Given task - Recast every line of the rows below as a JSON list of strings, one string per line, skipping blank lines and leaving out the pictures.
· · ·
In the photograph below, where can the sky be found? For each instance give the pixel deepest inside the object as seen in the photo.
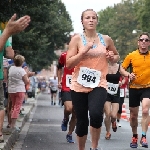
(76, 7)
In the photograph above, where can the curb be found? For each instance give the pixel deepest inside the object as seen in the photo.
(10, 140)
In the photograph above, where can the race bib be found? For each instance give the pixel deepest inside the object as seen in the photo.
(112, 88)
(89, 77)
(121, 92)
(68, 80)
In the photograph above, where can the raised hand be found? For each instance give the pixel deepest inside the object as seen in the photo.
(15, 26)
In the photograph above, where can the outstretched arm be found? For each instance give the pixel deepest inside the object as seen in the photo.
(13, 26)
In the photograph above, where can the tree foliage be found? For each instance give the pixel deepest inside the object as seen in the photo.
(49, 29)
(120, 20)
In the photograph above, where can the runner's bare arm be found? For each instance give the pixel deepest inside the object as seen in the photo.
(9, 52)
(112, 53)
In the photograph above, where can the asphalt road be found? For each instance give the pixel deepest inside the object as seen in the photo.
(43, 131)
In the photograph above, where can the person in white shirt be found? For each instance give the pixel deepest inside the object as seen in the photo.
(17, 79)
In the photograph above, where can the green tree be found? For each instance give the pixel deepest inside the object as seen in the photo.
(118, 22)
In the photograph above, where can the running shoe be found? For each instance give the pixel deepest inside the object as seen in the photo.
(108, 136)
(69, 139)
(114, 126)
(64, 125)
(143, 142)
(134, 144)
· · ·
Complete output -
[
  "In the photograph below, where can the sky be found? For each instance give the pixel deepest inside the object as seen in the photo.",
  "(76, 7)",
  "In the photograph above, where can the curb be found? For each instance give the pixel deepest inside the object as seen in the photo.",
  "(10, 140)",
  "In the photograph above, where can the race bib be found? For each instance give the pixel deepest inside the object as seen in the photo.",
  "(112, 88)",
  "(89, 77)",
  "(121, 92)",
  "(68, 80)",
  "In the photograph above, where can the raised hand be found? For each instance give the pixel deepest inside the object as seen in the photo.",
  "(15, 26)",
  "In the photograph above, where can the outstretched arm be found? For each instance give the pixel deepest inside the object as seen in the photo.",
  "(13, 26)",
  "In the photograph above, where can the tree foliage be found? For each instance give the pixel deepest inside the object as seen in the photo.",
  "(49, 29)",
  "(120, 20)",
  "In the photograph above, where can the runner's bare arm be found? For each instance give the pixel deepest inside the object as seen in the photo.",
  "(9, 52)",
  "(112, 53)",
  "In the photograph above, where can the asphalt road be found? For each instance give the pixel deepest inside the object as seen in the photo.",
  "(43, 131)",
  "In the photograph above, where can the person in white shirt be found? For each instance give the pixel deepest inside the object as seen in the photo.",
  "(17, 79)",
  "In the photograph above, where can the green tree be found? For each instance give the pixel deepest inside the object as seen in the photo.",
  "(118, 22)",
  "In the photograph above, where can the running shoe be found? For each instance give the pixel deepest inside the object as seen in the photo.",
  "(108, 136)",
  "(69, 139)",
  "(114, 126)",
  "(64, 125)",
  "(143, 142)",
  "(134, 144)"
]